§ Work to complete
1. Answer these questions using the text about Wolff's life and writing:
(a) In what year did Wolff receive his degree in English from Oxford?
(b) For how many years did Wolff teach at Syracuse University?
(c) What was the name of the man his mother married in Washington State?
2. Continue the text about Wolff's life and writing from its final sentence.

━━━━━ Text provided ━━━━━

The story begins in 1955, when Wolff was ten years old. It chronicles his move with his mother from Florida to Utah—“to get away from a man my mother was afraid of,” Wolff writes—and their subsequent move from Utah to Washington State, where his mother was eventually remarried, this time to Dwight, a hostile man with a family of his own. It was during this period, at fourteen or fifteen, when Wolff found himself at odds with nearly everyone and everything in his new home—and discovered that he wanted to be a writer.
He later received a scholarship to attend the Hill School, a premier boarding school in Pennsylvania. Wolff was expelled before graduating (an experience that provided the basis of his novel Old School) and joined the army at age eighteen, serving as a squad leader at Fort Jackson, South Carolina, during the summer of 1964, and then fighting in Vietnam as a paratrooper, an experience chronicled in his second memoir, In Pharaoh’s Army. After four years of military service, Wolff attended Hertford College at Oxford University, where he received a degree in English in 1972. From there he moved to California and received an MA in education from Stanford University, where he was later awarded a Stegner Fellowship.
From California, Wolff moved to New York State, where he taught at Syracuse University for seventeen years. In 1997 he returned to Stanford, where he is now the Ward W. and Priscilla B. Woods Professor in the School of Humanities and Sciences. He lives in the suburbs with his family, not far from the university. Other than taking time off to travel here and there—one year in Italy, another in Mexico, another in Germany—Wolff has been fully employed with university teaching and raising a family while continuing to write.
Most of the time, Wolff works on only one writing project at a time. It used to be that if he was working on fiction, he might break off and write an essay, but he says he hasn’t done that in years. Now he really needs to stay with things until they’re finished, even if he can’t tell if they are going to work out very well. “I’m just terrified of getting in the habit—which is very easy to do—of abandoning projects, because at any given time most of what I’ve written, even those things that I’m most proud of now, have seemed not to be working very well. If I had gotten into the habit of abandoning work because at the moment I couldn’t see how it was going to succeed, I probably wouldn’t have much work at all. I don’t have that much work, in fact. I don’t have a long list of books. But it would be considerably shorter had I not developed the habit of seeing things through to the end.”

━━━━━ Data records ━━━━━

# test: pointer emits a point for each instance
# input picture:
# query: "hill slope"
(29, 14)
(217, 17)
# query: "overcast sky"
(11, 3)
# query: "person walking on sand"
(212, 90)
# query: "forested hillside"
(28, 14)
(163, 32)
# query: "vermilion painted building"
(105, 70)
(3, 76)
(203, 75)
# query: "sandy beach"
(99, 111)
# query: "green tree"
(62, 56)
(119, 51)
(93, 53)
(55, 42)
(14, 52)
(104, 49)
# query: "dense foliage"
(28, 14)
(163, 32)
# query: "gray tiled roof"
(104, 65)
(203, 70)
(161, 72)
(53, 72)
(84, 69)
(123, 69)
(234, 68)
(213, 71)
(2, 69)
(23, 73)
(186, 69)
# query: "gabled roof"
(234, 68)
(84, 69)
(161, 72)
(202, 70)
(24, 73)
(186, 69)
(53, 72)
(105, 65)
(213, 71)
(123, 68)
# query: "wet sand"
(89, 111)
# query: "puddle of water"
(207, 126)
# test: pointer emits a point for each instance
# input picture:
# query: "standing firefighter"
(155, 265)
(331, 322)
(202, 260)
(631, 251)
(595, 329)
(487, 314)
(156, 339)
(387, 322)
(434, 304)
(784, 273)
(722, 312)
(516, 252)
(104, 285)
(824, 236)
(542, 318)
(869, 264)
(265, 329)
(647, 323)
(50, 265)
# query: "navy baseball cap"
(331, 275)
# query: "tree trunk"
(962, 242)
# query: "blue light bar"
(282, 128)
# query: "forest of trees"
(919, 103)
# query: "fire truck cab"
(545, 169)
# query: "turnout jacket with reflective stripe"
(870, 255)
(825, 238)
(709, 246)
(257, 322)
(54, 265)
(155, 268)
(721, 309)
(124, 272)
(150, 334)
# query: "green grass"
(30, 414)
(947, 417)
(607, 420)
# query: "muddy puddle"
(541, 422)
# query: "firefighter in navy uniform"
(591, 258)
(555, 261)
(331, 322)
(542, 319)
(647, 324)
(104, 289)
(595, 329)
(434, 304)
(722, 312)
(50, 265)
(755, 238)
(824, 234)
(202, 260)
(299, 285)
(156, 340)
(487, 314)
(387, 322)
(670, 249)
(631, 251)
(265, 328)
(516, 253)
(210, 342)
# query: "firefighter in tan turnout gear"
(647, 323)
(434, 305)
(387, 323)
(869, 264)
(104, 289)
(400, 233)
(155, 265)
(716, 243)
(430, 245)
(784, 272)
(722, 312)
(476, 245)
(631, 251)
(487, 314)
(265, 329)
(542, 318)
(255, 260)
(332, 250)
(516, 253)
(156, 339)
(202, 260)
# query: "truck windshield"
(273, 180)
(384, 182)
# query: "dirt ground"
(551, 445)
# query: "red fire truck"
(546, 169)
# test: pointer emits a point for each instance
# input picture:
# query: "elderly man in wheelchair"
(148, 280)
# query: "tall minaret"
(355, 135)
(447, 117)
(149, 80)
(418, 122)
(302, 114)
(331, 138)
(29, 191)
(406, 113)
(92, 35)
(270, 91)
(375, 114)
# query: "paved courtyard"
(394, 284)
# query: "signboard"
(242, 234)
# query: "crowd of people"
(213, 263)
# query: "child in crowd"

━━━━━

§ Answers for the exercise
1.
(a) 1972
(b) Seventeen years
(c) Dwight

2.
Although it isn’t widely known, Wolff’s first published book was a Vietnam novel published in England in 1975. The novel, Ugly Rumours, which has since fallen out of print, was published when he was a thirty-year-old student at Oxford. It isn’t a book Wolff’s particularly proud of, and he leaves it off his list of published works. He is extremely proud, though, of his most recent novel, Old School, which delves into life at an eastern boarding school for boys.
Though well received and named a finalist for three of the big awards for fiction—the Los Angeles Times Book Prize, the PEN/Faulkner Award, and the National Book Critics Circle Award—one critic in particular voiced an opinion that many fans of Wolff’s short stories would probably agree with. “The main problem is that Mr. Wolff seems thoroughly ill at ease with the long-distance form of the novel,” Michiko Kakutani wrote in the New York Times. “His book feels overstuffed and undernourished at the same time.”
The novel’s narrative, which follows a year in the life of a boy—a misfit on scholarship—at an eastern prep school, seems at times confined by its own structure. Yet there are many deft articulations of the protagonist’s yearning to be a writer of note some day, depictions of his universal childhood hero-worship that is ultimately crushed by the brutal facts of reality. Our heroes, Wolff writes, are all flawed, some greatly so.
Wolff hasn’t released a collection of stories since 1996, but the intervening years have not lessened Wolff’s ability to write short prose with a powerful punch. Our Story Begins contains ten new stories, the first of which, “That Room,” is a perfect example of Wolff’s signature narrative mode—the modern, menacing, miniature fairy tale. “That Room” is a story just four pages long in which the narrator looks back over a life that nearly didn’t happen. It begins:
The summer after my first year of high school, I got a case of independence and started hitchhiking to farms up and down the valley for day work picking berries and mucking out stalls. Then I found a place where the farmer paid me ten cents an hour over minimum wage, and his plump, childless wife fed me lunch and fussed over me while I ate, so I stayed on there until school started.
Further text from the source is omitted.